| TASK TO COMPLETE |
Render each line of the rows below as one string in a JSON list, skipping blank lines.

| EXCERPTED DATA |
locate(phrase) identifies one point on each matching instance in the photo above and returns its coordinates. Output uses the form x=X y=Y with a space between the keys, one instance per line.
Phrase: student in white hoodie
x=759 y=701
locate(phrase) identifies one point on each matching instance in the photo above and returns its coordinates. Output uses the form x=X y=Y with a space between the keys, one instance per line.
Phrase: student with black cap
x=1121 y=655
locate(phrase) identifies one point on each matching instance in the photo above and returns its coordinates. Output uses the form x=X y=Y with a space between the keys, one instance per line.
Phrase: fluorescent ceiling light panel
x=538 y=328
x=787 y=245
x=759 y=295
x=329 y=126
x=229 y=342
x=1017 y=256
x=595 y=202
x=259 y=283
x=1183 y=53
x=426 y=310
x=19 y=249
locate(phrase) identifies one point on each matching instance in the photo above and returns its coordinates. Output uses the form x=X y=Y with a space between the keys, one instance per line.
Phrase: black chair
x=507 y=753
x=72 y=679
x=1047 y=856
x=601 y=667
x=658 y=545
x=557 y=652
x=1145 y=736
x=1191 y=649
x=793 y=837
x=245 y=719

| EXPECTED OUTPUT |
[
  "locate(phrase) identifies one point on each matching instance in the photo above and returns its coordinates. Output uses the form x=X y=Y with a space between the keys, one instance per line.",
  "Phrase: student in white hoodie",
  "x=759 y=701",
  "locate(phrase) identifies one point on each matching instance in the photo above and returns its coordinates. Output uses the form x=X y=Y with a space between the keys, one instance per line.",
  "Phrase: student with black cap",
  "x=1121 y=655",
  "locate(phrase) identifies one point on each matching instance in the photo above and returns its coordinates. Output uses the form x=X y=Y with a space between the keys, one instance per line.",
  "Phrase: fluorescent ceiling light panel",
  "x=538 y=328",
  "x=787 y=245",
  "x=759 y=295",
  "x=329 y=126",
  "x=229 y=342",
  "x=1017 y=256",
  "x=595 y=202",
  "x=259 y=283",
  "x=1183 y=53",
  "x=426 y=310",
  "x=19 y=249",
  "locate(phrase) identifies one point on each matching instance in the photo above and returns its coordinates. Output uses the form x=X y=Y with a space between the keys, one instance per line.",
  "Phrase: black chair",
  "x=507 y=753",
  "x=72 y=679",
  "x=1047 y=856",
  "x=601 y=667",
  "x=658 y=545",
  "x=557 y=652",
  "x=1145 y=736",
  "x=1191 y=649",
  "x=793 y=837",
  "x=245 y=719"
]